Data lines:

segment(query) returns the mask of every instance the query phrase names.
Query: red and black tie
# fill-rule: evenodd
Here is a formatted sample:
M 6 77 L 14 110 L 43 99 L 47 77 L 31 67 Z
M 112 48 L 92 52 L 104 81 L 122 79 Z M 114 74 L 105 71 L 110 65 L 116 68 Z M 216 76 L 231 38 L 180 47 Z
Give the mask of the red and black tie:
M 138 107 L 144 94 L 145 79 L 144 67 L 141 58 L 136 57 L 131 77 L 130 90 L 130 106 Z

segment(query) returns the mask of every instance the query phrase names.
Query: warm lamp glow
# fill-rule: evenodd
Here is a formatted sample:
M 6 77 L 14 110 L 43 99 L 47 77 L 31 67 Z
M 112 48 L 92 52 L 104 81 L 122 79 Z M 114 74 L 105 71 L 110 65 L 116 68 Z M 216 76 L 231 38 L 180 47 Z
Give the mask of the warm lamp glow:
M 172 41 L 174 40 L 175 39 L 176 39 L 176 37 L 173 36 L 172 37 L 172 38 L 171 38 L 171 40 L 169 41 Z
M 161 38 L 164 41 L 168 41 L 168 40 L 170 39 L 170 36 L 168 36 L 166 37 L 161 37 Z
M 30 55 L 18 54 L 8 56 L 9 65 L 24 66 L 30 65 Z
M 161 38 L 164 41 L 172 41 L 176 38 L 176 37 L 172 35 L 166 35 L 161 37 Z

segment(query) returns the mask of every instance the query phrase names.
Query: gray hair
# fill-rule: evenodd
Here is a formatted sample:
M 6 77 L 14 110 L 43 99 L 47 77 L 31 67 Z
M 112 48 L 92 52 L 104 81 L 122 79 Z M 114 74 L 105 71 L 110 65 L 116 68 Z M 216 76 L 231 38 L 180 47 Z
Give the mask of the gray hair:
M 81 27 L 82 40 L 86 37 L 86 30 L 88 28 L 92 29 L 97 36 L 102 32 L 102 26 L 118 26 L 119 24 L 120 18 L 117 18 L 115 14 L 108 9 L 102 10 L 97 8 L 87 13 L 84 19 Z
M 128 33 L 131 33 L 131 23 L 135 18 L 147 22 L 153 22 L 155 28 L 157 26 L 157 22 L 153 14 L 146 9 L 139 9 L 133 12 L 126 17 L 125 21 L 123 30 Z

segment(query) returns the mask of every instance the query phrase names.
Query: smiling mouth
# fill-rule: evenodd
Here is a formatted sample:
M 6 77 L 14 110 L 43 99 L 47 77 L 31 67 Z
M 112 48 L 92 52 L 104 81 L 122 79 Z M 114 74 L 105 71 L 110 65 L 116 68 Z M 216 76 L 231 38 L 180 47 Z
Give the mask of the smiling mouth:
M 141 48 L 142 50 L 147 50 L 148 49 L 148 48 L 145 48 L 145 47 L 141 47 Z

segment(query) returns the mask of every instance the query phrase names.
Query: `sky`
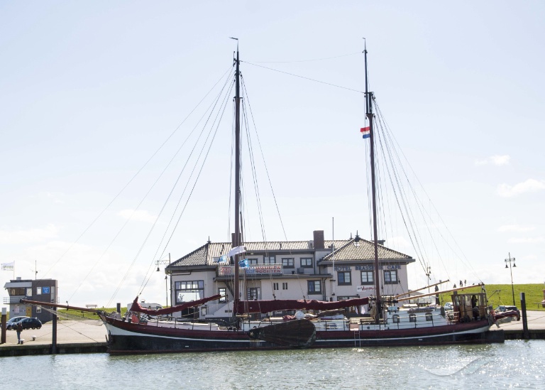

Goal:
Rewrite all of the records above with "formatted sample" replaced by "worked sample" and everything else left unchanged. Leave the pictures out of your answer.

Answer to this task:
segment(query) returns the mask of every instance the query phrase names.
Query: red and black tie
# fill-rule: evenodd
Here is a worked sample:
M 6 77 L 14 110 L 43 99 L 47 77 L 31 67 Z
M 112 48 L 92 52 L 104 81 L 122 79 Z M 114 74 L 105 71 L 110 65 L 116 68 Z M 216 76 L 231 38 L 180 47 Z
Give the mask of the red and black tie:
M 138 107 L 144 94 L 145 79 L 144 67 L 141 58 L 136 57 L 131 77 L 130 90 L 130 106 Z

segment(query) returns the mask of every instance the query phrase names.
Query: warm lamp glow
# fill-rule: evenodd
Here is a worked sample:
M 6 77 L 14 110 L 43 99 L 47 77 L 31 67 Z
M 112 48 L 92 52 L 104 81 L 122 79 Z M 114 74 L 105 71 L 110 65 L 116 68 Z M 216 76 L 231 38 L 180 47 Z
Give the mask of the warm lamp glow:
M 172 41 L 174 40 L 175 39 L 176 39 L 176 37 L 173 36 L 172 37 L 172 38 L 171 38 L 171 40 L 169 41 Z
M 161 38 L 164 41 L 168 41 L 168 40 L 170 39 L 170 36 L 168 36 L 166 37 L 161 37 Z
M 30 55 L 18 54 L 8 56 L 9 65 L 24 66 L 30 65 Z
M 161 38 L 164 41 L 172 41 L 176 38 L 176 37 L 172 35 L 166 35 L 161 37 Z

segment(query) returns the mask of every instance the query phrase names.
Query: gray hair
# fill-rule: evenodd
Here is a worked sample:
M 6 77 L 14 110 L 43 99 L 47 77 L 31 67 Z
M 112 48 L 92 52 L 104 81 L 122 79 Z M 114 74 L 105 71 L 110 65 L 116 68 Z M 216 76 L 231 38 L 180 47 Z
Give the mask of the gray hair:
M 81 27 L 82 40 L 86 37 L 86 30 L 88 28 L 92 29 L 97 36 L 102 32 L 102 26 L 118 26 L 119 24 L 120 18 L 117 18 L 115 14 L 108 9 L 102 10 L 97 8 L 87 13 L 84 19 Z
M 128 33 L 131 33 L 131 23 L 135 18 L 147 22 L 153 22 L 155 28 L 157 26 L 157 22 L 153 14 L 146 9 L 139 9 L 133 12 L 126 17 L 125 21 L 123 30 Z

segment(query) returns the mask of every instance the query phrase names.
Query: smiling mouth
# fill-rule: evenodd
Here is a worked sample:
M 6 77 L 14 110 L 43 99 L 47 77 L 31 67 Z
M 112 48 L 92 52 L 104 81 L 122 79 Z M 114 74 L 105 71 L 110 65 L 116 68 Z M 216 76 L 231 38 L 180 47 Z
Give the mask of the smiling mouth:
M 141 48 L 142 50 L 147 50 L 148 49 L 148 48 L 145 48 L 145 47 L 141 47 Z

segment(query) returns the mask of every instance the query phrase names.
Query: `sky`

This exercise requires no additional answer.